### EXERCISE INPUTS ###

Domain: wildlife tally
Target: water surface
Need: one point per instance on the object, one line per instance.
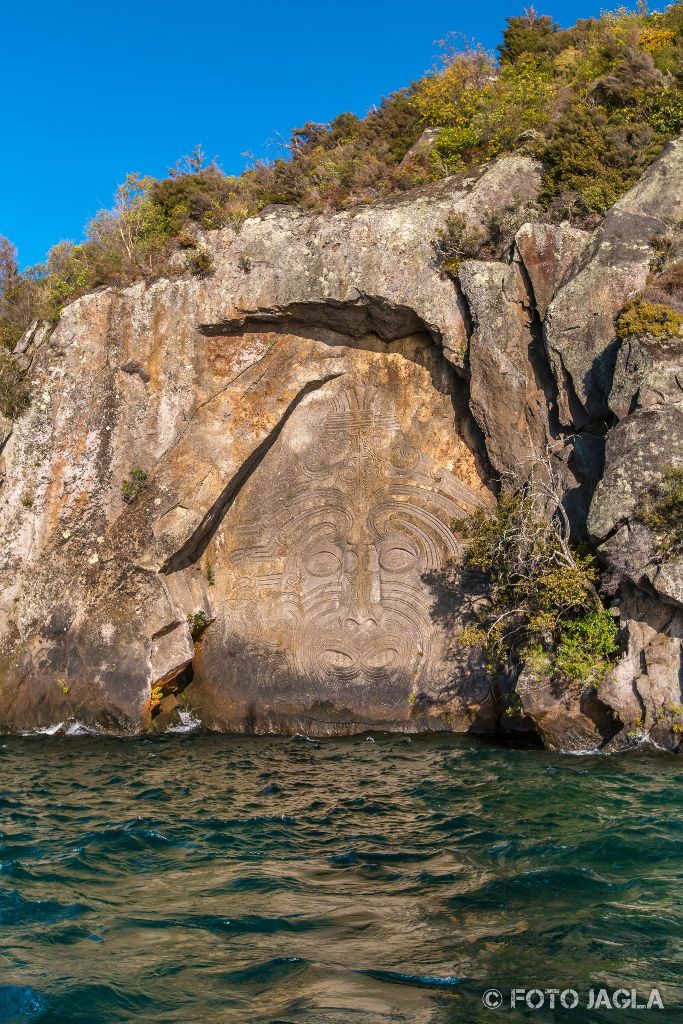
(354, 881)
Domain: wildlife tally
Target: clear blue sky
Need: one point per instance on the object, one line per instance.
(94, 90)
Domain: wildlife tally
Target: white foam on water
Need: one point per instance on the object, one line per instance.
(187, 723)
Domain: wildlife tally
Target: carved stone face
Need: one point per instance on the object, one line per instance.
(330, 552)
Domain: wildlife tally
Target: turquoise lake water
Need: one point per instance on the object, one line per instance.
(223, 879)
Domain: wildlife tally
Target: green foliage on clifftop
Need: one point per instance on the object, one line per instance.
(542, 605)
(594, 102)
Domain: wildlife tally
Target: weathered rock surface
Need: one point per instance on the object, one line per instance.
(613, 266)
(241, 494)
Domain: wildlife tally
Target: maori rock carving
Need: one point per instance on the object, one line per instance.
(321, 565)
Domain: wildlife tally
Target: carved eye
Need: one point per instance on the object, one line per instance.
(338, 658)
(397, 557)
(324, 561)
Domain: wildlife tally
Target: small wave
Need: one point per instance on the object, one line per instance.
(187, 723)
(71, 727)
(19, 1004)
(418, 980)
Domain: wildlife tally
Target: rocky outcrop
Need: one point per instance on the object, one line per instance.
(242, 493)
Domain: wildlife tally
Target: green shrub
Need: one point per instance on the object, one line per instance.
(639, 316)
(660, 508)
(542, 604)
(133, 485)
(200, 262)
(198, 623)
(14, 395)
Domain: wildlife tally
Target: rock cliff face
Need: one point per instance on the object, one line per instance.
(242, 492)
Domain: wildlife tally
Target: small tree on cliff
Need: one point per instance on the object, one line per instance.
(542, 601)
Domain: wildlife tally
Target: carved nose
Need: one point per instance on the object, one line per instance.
(361, 585)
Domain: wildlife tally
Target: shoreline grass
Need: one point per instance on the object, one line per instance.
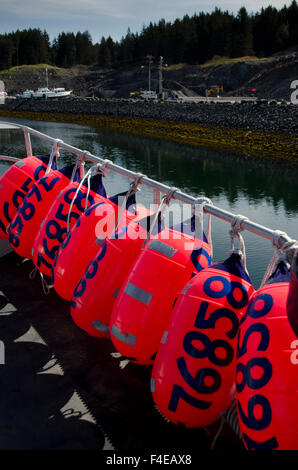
(276, 147)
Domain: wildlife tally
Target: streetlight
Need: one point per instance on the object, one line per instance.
(150, 59)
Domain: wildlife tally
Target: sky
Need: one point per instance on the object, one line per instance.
(109, 17)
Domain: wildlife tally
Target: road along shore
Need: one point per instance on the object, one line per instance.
(263, 130)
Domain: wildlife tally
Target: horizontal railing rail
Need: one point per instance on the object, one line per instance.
(209, 208)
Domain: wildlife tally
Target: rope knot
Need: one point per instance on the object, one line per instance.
(170, 194)
(236, 225)
(134, 185)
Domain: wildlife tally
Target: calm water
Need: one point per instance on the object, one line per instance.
(264, 192)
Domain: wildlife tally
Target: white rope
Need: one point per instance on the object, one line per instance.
(283, 251)
(236, 228)
(163, 206)
(92, 171)
(54, 153)
(199, 220)
(134, 187)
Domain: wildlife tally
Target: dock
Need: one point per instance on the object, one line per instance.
(62, 389)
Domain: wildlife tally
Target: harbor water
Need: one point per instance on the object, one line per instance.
(261, 190)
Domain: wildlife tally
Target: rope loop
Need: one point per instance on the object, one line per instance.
(54, 153)
(285, 250)
(104, 166)
(234, 232)
(198, 207)
(236, 225)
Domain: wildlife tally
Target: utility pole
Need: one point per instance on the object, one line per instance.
(149, 57)
(160, 75)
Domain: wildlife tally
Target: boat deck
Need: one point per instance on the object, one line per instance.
(61, 389)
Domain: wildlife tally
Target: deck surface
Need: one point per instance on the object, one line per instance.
(61, 389)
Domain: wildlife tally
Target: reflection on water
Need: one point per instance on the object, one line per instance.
(263, 191)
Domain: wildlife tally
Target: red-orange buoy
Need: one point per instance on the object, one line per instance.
(55, 225)
(292, 301)
(193, 377)
(144, 305)
(89, 232)
(266, 375)
(95, 294)
(15, 184)
(33, 209)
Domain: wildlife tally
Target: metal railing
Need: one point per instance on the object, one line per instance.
(158, 187)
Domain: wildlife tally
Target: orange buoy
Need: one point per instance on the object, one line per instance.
(15, 184)
(96, 292)
(33, 209)
(58, 220)
(292, 300)
(146, 298)
(266, 374)
(90, 230)
(193, 377)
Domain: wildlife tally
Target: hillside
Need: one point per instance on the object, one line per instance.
(271, 77)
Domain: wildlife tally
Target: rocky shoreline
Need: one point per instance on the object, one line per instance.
(260, 130)
(261, 116)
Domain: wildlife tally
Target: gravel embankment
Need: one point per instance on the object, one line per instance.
(260, 116)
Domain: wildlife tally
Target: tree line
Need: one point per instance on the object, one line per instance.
(192, 39)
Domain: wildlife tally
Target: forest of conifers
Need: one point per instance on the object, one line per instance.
(192, 40)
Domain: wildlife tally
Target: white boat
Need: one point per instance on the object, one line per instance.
(148, 95)
(26, 94)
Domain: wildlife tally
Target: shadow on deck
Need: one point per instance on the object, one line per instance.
(61, 389)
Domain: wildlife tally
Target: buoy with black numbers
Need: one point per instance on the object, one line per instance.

###

• **PROBLEM REQUIREMENTS**
Transcribe all the records above word for word, without their images.

• **ANSWER IN FULL**
Domain: wildlife tally
Target: water surface
Need: one point per instance on the object, one line per instance.
(354, 881)
Domain: wildlife tally
Target: clear blue sky
Need: one point per instance on the object, one line per instance.
(94, 90)
Domain: wildlife tally
Target: white foam on water
Need: one point per instance on the object, one line per instance.
(187, 723)
Domain: wildlife tally
Target: carved stone face
Need: one point per instance on the object, one line per instance.
(330, 552)
Domain: wildlife tally
Target: turquoise lake water
Need: one point per instance on the object, one line per instance.
(223, 879)
Domain: wildlife tally
Target: green foliage on clifftop
Need: one point per instance on the object, one line per instance.
(542, 605)
(594, 102)
Domain: wildlife tally
Target: weathered rock surface
Need: one point per instance on the object, one line per instance.
(613, 266)
(241, 494)
Domain: wildlife tally
Target: maori rock carving
Need: one point per instance on the object, one line per instance.
(321, 565)
Domain: wildlife tally
Target: carved eye
Need: one point per instance on the object, one line per instance.
(338, 658)
(397, 557)
(324, 561)
Domain: wildlife tally
Target: small wave
Need: one point per instance on the object, one line per instance.
(187, 723)
(71, 727)
(19, 1004)
(418, 980)
Domain: wildlife tally
Target: rocky outcrop
Need: one point per instance on the object, one line per instance.
(242, 493)
Domain: wildlife tally
Target: green shrub
Need: one point per instance on the object, one line per instance.
(639, 316)
(660, 508)
(542, 604)
(133, 485)
(200, 262)
(198, 623)
(14, 395)
Domain: wildlife tally
Target: rock cliff face
Need: one point per instance on the object, one line per instance.
(242, 492)
Domain: wildlife tally
Target: small tree on cliff
Need: one point per instance on the object, one line per instance.
(542, 601)
Domain: wildlife tally
Target: carved nose
Need: one point per instance on the object, one line per instance.
(361, 585)
Domain: wildlife tally
Target: shoreline grass
Need: one point per instance on the object, one line per instance.
(276, 147)
Domain: wildlife tally
Target: streetlight
Need: one point per instance on the object, one line per instance.
(150, 59)
Domain: wildlife tally
Target: sky
Need: one point per instance on the object, one line per instance.
(109, 17)
Domain: wildlife tally
Target: road along shore
Need: one point per instance on the object, one line per instance.
(263, 130)
Domain: wildlife tally
Target: horizontal railing rail
Need: one point per instance on the object, one line per instance.
(209, 208)
Domain: wildlife tally
Target: rope knot
Need: one point per instance on the object, one line per instance.
(170, 194)
(236, 225)
(134, 185)
Domain: wildlife tally
Target: calm water
Need: one point per instance on the object, one line per instance.
(264, 192)
Domain: wildlife tally
Target: white rope
Need: one point per instance on the object, one line per instance.
(283, 251)
(236, 228)
(163, 206)
(92, 171)
(54, 153)
(199, 220)
(134, 187)
Domain: wildlife tally
Target: dock
Need: one point per instance on the object, one line per instance.
(62, 389)
Domain: wildlife tally
Target: harbor water
Need: one point per instance on the object, one line per instance.
(261, 190)
Domain: wildlife tally
Target: rope loop
Need: one point per instance on the object, one line per instance.
(54, 153)
(285, 250)
(104, 166)
(234, 232)
(198, 207)
(236, 225)
Domain: wildlife tally
Target: utility pole
Need: one point per instance on the object, one line per instance.
(149, 57)
(160, 75)
Domain: wildlife tally
Target: boat deck
Need: one point per instance on the object, one line per instance.
(61, 389)
Domain: wildlife tally
Target: deck surface
Need: one point per instance on the object, one line per instance.
(61, 389)
Domain: wildlife tally
Target: reflection on water
Need: one point per instance on the object, one line per instance.
(263, 191)
Domain: wildlife tally
Target: red-orange buoy
Need: one point per instance on the object, one line per instance.
(55, 225)
(292, 301)
(193, 377)
(144, 305)
(89, 232)
(266, 375)
(95, 294)
(15, 184)
(33, 209)
Domain: wildlife tally
Target: metal railing
Need: one point per instance on the object, one line per instance.
(158, 187)
Domain: wildlife tally
Target: orange buoy
Need: one point per instance on the object, one line per instance.
(15, 184)
(96, 292)
(33, 209)
(58, 220)
(292, 300)
(146, 298)
(266, 374)
(90, 230)
(193, 377)
Domain: wildlife tally
Target: hillside
Need: one point per instance on the object, one line per instance.
(271, 77)
Domain: wildlife tally
Target: rocky shoreline
Need: one point per instance on the object, one line per instance.
(260, 130)
(261, 116)
Domain: wildlife tally
Target: gravel embankment
Need: one point per instance on the object, one line per instance.
(260, 116)
Domain: wildlife tally
Target: tree line
Need: one point per instance on the object, one line per instance.
(192, 39)
Domain: wildlife tally
Target: forest of conifers
Need: one point per instance on the object, one line per instance.
(192, 40)
Domain: wildlife tally
Target: white boat
Need: one point per instance on the object, one line per instance.
(148, 95)
(26, 94)
Domain: wildlife tally
Target: shadow on deck
Need: one point per instance on the object, one line per instance.
(61, 389)
Domain: wildlife tally
Target: buoy with black numbers
Need: one point per instance on the object, one line per instance.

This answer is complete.